**DATASET ENTRIES**
--*--
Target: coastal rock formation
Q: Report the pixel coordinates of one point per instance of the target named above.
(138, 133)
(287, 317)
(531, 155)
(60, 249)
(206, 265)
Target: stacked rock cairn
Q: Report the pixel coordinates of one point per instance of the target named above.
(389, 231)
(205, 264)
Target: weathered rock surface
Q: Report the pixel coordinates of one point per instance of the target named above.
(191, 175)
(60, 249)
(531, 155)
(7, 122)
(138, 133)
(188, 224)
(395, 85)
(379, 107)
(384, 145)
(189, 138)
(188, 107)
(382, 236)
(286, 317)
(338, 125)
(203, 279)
--*--
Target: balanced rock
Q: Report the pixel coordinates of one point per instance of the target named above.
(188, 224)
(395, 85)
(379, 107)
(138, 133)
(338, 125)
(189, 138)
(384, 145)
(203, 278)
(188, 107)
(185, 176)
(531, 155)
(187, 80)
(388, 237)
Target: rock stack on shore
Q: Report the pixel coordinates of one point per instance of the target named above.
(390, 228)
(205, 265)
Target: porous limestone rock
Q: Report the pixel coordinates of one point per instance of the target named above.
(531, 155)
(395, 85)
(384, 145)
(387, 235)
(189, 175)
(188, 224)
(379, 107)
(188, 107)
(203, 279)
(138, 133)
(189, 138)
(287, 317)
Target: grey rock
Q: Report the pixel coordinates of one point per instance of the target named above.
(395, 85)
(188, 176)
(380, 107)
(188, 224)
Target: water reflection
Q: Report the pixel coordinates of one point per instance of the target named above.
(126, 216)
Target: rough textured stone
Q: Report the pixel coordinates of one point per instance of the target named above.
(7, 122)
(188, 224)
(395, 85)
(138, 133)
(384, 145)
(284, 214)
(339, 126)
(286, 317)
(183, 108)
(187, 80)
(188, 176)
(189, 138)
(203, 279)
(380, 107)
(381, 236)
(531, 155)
--*--
**THE TASK**
Pick out every line above that contains the word "rock", and copy each one in full. Case counts.

**OUTPUT FOR THIS EXERCISE**
Target: coastal rock formation
Target: stacked rock cairn
Target: weathered rock surface
Target: balanced rock
Target: rock stack on shore
Target: porous limestone rock
Target: grey rock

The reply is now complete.